+++ RAW RECORDS

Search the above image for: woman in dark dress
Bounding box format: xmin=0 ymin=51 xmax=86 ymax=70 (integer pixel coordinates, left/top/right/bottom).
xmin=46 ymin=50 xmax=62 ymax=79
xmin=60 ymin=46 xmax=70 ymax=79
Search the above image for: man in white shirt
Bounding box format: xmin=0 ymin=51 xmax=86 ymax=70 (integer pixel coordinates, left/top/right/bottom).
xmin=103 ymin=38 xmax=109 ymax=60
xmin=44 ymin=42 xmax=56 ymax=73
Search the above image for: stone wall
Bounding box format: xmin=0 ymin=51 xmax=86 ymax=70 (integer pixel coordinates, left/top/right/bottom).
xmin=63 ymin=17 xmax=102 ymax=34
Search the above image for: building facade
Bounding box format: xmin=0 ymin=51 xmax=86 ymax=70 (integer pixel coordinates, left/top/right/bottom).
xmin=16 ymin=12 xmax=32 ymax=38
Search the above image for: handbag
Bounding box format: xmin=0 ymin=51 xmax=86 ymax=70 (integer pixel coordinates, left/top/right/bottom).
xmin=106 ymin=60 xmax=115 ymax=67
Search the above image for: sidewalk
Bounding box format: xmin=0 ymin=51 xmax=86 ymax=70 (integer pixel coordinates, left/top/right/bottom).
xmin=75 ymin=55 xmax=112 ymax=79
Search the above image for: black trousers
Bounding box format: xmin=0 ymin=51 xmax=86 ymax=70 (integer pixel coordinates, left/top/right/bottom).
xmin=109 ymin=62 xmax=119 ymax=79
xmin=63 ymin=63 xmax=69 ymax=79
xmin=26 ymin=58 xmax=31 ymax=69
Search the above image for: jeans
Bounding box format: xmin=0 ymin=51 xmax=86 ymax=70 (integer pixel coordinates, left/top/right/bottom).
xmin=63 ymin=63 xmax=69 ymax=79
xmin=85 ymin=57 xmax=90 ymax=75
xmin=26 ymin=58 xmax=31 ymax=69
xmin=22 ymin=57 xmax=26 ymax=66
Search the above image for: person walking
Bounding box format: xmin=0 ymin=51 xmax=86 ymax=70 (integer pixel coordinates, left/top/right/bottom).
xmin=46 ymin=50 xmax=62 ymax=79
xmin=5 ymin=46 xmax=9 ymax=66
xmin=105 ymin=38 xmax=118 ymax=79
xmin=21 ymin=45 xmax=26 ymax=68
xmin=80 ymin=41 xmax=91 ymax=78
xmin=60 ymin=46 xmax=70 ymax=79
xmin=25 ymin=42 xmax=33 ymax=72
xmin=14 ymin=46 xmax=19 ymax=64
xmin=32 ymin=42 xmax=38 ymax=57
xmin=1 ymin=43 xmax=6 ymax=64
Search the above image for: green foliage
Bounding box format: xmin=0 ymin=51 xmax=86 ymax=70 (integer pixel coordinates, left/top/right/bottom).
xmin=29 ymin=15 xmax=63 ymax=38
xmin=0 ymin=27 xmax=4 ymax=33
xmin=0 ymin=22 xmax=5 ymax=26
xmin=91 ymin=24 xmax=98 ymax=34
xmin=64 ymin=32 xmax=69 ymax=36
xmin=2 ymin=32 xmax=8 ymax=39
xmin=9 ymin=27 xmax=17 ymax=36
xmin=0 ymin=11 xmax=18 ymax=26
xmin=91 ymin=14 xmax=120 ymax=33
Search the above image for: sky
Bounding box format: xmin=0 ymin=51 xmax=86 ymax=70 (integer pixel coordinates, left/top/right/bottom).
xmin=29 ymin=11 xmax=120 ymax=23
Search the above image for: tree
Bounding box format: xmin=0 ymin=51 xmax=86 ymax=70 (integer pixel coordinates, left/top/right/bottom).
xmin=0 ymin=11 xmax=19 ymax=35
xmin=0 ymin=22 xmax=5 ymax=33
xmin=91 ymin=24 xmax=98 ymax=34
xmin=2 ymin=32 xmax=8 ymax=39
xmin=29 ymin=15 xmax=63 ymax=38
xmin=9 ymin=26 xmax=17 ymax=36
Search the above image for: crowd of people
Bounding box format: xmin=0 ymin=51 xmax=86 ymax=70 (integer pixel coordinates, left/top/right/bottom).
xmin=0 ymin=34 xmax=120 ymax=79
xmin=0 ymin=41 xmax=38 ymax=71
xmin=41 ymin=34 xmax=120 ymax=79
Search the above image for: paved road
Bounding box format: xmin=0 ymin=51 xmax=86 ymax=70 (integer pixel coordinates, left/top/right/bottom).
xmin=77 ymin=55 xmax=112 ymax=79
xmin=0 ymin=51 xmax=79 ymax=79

++++++

**WHAT THE TASK ASKS**
Copy the rows above word for word, from the first row down to and including the row that contains "xmin=75 ymin=55 xmax=112 ymax=79".

**THE ANSWER**
Search the above image for: woman in dark dress
Bounding box format: xmin=0 ymin=51 xmax=86 ymax=70 (integer pixel coordinates, left/top/right/bottom).
xmin=46 ymin=50 xmax=62 ymax=79
xmin=60 ymin=46 xmax=70 ymax=79
Search the above image for: man in white shirt
Bounding box format: xmin=0 ymin=51 xmax=86 ymax=70 (integer pixel coordinates, left/top/right/bottom).
xmin=103 ymin=38 xmax=109 ymax=60
xmin=44 ymin=42 xmax=56 ymax=73
Search the above image for: stone wall
Bounding box format: xmin=0 ymin=51 xmax=86 ymax=70 (integer pixel coordinates, left/top/right/bottom).
xmin=63 ymin=17 xmax=102 ymax=34
Search the above image for: building facade
Bounding box format: xmin=0 ymin=51 xmax=86 ymax=70 (integer pixel coordinates, left/top/right/bottom).
xmin=16 ymin=12 xmax=32 ymax=38
Search the above image for: handbag
Bounding box format: xmin=0 ymin=51 xmax=86 ymax=70 (integer pixel coordinates, left/top/right/bottom).
xmin=106 ymin=60 xmax=115 ymax=67
Search the above image for: sidewalk
Bounding box format: xmin=0 ymin=51 xmax=86 ymax=70 (integer pixel coordinates, left/top/right/bottom).
xmin=75 ymin=55 xmax=112 ymax=79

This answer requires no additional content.